- _BRANO SCELTO_
· · ·

CF: Isole Querelas è stata un’esperienza ontologicamente liminale: un intervento fuori programma, che si collocava strutturalmente ai limiti del formato festival. Se da un lato questa posizione ci offriva meno protezione, dall’altro ci concedeva una maggiore libertà. L’apice del discorso è stato raggiunto dal gesto, quasi kamikaze, di organizzare alcuni ritrovi clandestini. Istituendo canali di comunicazione alternativi e delocalizzando gli spazi deputati, è stato possibile sperimentare forme aggregative ai limiti del consentito.
Dato questo carattere sotterraneo e liminale che è una costante del vostro lavoro, che ruolo ha la costruzione della memoria? Avete mai considerato una forma di archivio?
EL: C’è un progetto che si muove in questa direzione, pensato originariamente proprio per Santarcangelo. AA.VV. Almanacco Anacronistico Varie Venture, è un archivio impossibile, luogo di ibridazioni temporali, collisioni fra passato e futuro che interrogano il tempo presente. Giocando con l’elemento memoriale del cinquantesimo anniversario del festival, intendevamo costruire un calendario parallelo a quello ufficiale, che non solo ripercorresse la storia del Festival, ma ne creasse un’altra, in un certo senso onirica.
GGG: Un calendario generativo a tutti gli effetti. Anche se non abbiamo mai riflettuto sul nostro lavoro in relazione all’archivio, il rapporto che abbiamo con la memoria è estremamente performativo, nella misura in cui si oppone alla museificazione di quello che facciamo. La metodologia che utilizziamo per processare informazioni, costruire ricordi, è sempre il dialogo. Esperienze che sono accadute prima vengono recuperate, ricontestualizzate, in una forma di nostalgia che però è sempre meccanismo progettuale, spinta verso il futuro. È come un fantasma, una sostanza effimera che viene rimessa in circolo attraverso la memoria, ri-abita gli spazi e i processi creativi senza indurre malinconia per qualcosa che non c’è.
CF: Diventa un’occasione di riscrittura e di prefigurazione. Qualcosa che ritorna e contamina il presente, e contaminandolo lo trasforma. Si genera qualcosa di costantemente rinnovato e allo stesso tempo antico.

Questo aspetto generativo della vostra pratica è fortemente radicato anche nella consapevolezza dei meccanismi in cui avviene e nella volontà di modificarli. Penso ad esempio al vostro intervento a Winter is Locking Down, l’edizione invernale di Santarcangelo.

· · ·

- _SERIE DI ESERCIZI_
a: Riporta tutte le sigle che precedono le battute dei partecipanti nell'intervista su Santarcangelo.
b: Prosegui l'intervista su Santarcangelo a partire dall'ultima domanda presente nel brano.

· · ·

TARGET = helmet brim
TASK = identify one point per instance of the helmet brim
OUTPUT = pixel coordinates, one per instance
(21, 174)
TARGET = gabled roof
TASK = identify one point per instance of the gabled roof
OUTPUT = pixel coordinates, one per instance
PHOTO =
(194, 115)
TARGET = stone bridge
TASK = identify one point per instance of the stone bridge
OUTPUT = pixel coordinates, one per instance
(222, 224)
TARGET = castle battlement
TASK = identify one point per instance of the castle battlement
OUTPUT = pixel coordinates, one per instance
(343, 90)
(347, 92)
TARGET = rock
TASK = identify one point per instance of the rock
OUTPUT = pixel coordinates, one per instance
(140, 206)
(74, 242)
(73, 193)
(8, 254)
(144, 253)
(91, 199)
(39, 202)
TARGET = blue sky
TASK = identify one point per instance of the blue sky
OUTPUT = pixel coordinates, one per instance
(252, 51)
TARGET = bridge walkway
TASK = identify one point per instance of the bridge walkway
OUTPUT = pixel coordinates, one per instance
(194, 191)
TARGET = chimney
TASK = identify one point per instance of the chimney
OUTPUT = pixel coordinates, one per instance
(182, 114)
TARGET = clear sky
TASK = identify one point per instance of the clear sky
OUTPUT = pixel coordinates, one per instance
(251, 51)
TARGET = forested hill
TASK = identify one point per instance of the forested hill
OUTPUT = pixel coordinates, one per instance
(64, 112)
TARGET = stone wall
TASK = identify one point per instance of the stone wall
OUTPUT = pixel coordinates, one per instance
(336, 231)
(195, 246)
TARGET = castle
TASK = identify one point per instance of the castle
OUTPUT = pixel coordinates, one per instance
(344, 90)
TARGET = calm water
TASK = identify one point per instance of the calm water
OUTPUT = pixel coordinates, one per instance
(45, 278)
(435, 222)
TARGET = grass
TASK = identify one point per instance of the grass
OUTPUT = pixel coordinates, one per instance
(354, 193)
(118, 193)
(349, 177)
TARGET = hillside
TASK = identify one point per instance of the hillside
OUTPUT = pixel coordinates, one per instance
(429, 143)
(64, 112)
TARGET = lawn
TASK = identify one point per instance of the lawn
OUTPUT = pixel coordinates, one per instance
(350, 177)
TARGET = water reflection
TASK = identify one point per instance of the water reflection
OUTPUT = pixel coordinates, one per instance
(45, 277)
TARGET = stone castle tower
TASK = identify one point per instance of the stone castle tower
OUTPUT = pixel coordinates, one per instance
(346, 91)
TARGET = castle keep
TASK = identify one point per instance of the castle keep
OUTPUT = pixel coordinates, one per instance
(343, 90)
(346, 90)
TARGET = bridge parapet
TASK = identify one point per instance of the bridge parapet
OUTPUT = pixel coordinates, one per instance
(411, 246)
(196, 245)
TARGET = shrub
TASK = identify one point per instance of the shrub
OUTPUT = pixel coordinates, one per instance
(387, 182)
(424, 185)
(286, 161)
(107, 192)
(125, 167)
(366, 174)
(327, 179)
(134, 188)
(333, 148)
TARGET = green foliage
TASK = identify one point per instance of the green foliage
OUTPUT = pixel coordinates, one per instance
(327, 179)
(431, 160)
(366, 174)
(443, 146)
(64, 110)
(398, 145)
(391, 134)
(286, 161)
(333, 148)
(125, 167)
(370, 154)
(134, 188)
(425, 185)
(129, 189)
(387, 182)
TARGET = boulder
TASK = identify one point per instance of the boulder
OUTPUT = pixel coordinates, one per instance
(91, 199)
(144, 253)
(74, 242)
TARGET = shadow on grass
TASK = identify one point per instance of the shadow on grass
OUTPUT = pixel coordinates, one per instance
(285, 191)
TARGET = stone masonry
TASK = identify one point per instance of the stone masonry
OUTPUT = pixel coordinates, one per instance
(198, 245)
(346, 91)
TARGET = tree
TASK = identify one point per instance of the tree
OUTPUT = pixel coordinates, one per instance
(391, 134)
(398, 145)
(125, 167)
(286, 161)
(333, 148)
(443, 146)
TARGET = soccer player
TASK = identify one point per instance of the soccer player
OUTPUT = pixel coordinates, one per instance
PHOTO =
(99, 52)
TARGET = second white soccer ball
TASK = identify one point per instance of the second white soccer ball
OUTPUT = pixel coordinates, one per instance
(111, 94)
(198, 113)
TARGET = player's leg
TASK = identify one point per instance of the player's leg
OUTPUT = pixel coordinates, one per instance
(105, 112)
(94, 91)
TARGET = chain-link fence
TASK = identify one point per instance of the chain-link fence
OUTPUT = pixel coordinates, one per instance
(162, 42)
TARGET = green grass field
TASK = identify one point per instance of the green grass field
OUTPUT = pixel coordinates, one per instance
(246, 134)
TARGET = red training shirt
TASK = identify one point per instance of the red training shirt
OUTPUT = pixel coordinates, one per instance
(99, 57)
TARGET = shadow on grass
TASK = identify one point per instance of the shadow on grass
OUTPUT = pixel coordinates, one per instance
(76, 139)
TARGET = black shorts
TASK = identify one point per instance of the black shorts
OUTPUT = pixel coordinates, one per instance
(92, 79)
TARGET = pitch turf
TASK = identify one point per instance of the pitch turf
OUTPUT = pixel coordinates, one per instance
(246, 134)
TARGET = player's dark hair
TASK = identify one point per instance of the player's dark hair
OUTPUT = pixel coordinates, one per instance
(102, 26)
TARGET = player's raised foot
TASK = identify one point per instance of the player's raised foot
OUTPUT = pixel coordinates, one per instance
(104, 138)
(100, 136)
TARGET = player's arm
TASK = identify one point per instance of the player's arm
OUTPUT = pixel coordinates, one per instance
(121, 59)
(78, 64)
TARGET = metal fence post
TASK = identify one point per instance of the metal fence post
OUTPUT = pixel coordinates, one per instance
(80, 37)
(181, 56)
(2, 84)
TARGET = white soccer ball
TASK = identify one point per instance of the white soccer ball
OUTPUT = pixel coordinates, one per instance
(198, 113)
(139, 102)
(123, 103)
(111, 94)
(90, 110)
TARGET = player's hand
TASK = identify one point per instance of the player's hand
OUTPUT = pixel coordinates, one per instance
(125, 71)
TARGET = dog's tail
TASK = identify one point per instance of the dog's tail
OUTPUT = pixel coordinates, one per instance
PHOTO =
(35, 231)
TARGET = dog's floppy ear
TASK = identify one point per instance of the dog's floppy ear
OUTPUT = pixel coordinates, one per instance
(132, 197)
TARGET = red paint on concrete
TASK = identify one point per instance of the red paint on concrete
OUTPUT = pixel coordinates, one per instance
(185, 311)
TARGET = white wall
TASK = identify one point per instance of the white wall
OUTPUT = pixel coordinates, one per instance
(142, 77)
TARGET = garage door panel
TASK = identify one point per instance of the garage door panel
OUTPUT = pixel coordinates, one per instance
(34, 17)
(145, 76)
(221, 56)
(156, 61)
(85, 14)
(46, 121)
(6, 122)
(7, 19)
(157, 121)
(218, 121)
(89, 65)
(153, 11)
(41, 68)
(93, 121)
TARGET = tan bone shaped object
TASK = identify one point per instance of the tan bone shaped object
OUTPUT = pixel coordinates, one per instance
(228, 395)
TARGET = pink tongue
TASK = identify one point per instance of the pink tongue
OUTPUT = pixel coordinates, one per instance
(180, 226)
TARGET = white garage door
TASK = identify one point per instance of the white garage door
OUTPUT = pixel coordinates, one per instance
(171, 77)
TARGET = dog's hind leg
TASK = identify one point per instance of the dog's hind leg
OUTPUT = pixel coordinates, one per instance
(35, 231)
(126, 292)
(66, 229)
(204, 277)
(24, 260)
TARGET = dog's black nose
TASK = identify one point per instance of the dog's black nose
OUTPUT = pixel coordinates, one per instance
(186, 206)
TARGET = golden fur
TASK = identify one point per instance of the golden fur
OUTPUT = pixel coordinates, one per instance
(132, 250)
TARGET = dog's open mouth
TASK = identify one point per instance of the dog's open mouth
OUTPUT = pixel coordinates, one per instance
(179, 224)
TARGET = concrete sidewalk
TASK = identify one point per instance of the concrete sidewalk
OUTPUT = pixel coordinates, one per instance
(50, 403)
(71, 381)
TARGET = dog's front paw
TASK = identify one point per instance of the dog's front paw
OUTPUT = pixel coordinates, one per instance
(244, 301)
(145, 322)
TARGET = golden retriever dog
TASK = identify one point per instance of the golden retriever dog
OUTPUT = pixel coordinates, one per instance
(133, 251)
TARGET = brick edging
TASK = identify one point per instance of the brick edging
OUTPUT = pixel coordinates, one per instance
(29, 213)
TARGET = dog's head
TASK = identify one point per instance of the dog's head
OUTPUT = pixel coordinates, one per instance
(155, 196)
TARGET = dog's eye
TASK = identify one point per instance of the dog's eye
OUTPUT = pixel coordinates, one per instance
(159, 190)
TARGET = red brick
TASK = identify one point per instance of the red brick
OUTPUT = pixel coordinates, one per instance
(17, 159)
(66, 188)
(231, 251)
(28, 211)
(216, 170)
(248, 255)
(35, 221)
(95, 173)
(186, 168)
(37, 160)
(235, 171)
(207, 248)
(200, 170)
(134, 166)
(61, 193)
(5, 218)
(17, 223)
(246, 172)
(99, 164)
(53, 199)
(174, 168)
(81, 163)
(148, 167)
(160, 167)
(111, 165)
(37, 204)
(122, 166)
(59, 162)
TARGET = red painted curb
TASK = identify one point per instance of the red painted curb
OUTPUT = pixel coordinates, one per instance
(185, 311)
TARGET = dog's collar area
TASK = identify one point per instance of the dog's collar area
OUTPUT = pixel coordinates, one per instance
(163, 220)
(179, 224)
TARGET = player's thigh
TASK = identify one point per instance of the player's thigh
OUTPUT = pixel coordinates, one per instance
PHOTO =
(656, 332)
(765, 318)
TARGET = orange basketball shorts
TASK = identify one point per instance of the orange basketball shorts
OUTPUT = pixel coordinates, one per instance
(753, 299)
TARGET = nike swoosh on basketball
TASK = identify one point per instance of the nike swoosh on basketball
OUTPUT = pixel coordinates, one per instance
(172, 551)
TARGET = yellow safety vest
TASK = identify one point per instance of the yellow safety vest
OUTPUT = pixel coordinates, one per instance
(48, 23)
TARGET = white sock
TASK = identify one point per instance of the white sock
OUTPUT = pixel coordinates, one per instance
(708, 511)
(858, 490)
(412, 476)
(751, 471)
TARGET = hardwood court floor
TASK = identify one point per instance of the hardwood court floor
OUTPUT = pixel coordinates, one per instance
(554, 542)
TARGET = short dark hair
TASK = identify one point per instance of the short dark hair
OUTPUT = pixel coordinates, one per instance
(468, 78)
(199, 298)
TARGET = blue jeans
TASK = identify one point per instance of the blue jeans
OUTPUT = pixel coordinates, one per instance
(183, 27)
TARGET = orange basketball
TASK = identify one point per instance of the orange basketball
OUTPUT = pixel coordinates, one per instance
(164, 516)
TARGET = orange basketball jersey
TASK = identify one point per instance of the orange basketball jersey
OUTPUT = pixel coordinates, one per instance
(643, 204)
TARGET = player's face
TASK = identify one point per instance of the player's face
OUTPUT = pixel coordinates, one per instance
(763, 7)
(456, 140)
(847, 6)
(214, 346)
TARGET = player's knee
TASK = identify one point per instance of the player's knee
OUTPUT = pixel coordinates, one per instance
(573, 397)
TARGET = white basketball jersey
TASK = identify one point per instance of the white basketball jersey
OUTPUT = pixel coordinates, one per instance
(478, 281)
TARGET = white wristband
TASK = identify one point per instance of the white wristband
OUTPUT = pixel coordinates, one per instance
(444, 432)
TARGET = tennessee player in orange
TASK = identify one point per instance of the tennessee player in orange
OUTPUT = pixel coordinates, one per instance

· · ·

- _SOLUZIONI DEGLI ESERCIZI_
a: CF, EL, GGG

b:
GGG: Extragarbo avrebbe dovuto parteciparvi insieme a molti altri gruppi giovani e indipendenti, con due progetti, Call Monica e Rovinati. Nel momento in cui è stato chiaro che non sarebbe stato possibile tenere il festival in presenza, è sorto il desiderio di utilizzare questo momento per interrogare un meccanismo che rischiava di ridursi ad una spettacolarizzazione a tutti i costi. Sentivamo il bisogno di un’occasione di riflessione e di creazione di alleanze. Quindi, anziché parlare di noi e del nostro progetto, avremmo preferito partecipare a un momento di scambio in cui confrontarci sui meccanismi in atto; favorire la creazione di una rete mutualistica mettendo in comune risorse e competenze. Nonostante moltə fossero d’accordo con noi, siamo statə lə unicə a portare avanti questa posizione. Come Call Monica abbiamo quindi deciso di proiettare sullo schermo il nostro manifesto. Inizialmente si è creato un po’ il gelo, ma è stato poi funzionale al momento collettivo che ne è seguito e che è stato inserito proprio grazie a questo gesto.
Cosa è emerso da questo momento?
GGG: Penso che questo abbia attivato una serie di forti alleanze e riconoscimenti. Naturalmente con queste distanze è difficile fare un bilancio. Forse quest’estate, se davvero si potrà tenere il festival e potremo essere là, con i nostri corpi in mezzo ad altri corpi, avremo la possibilità di misurare la portata di quanto avvenuto e portare avanti un discorso comune.
Parli di stare con i vostri corpi “in mezzo a questi altri corpi”. Il corpo è una questione centrale nel vostro lavoro, sia nella sua presenza come entità performativa, sia come entità teorica, spazio di esplorazione, di discussione e incontro. Cosa ha significato per voi questo anno di distanziamento forzato, di virtualizzazione dei corpi?
CF: Per noi ha significato soprattutto riflettere sulle possibilità del locale come territorio scelto. Abbiamo cercato di capire davvero chi fossero lə nostrə vicinə, di rinsaldare le alleanze, di cominciare a progettare insieme, sempre nella convinzione che la presa in cura sia un atto politico che si radica nell’ambiente. Da questo periodo è nato Disabitare, una piattaforma collettiva a cui stiamo dando vita insieme a tutta una serie di realtà associative veneziane e con cui stiamo provando a fare fronte comune rispetto a delle istanze cittadine da rivendicare: la possibilità di costruire un sistema ecologico basato sul mutualismo, lo sviluppo di un pensiero trasformativo sullo spazio pubblico, l’elaborazione di un discorso critico rispetto alle politiche dei bandi pubblici e alle politiche culturali della città.

È interessante come questo momento che è stato vissuto da molti, me compresa, come un momento di negoziazione con spazi virtuali, impalpabili, spesso alienanti, abbia significato per voi un ritornare al qui e ora nel suo senso più stretto.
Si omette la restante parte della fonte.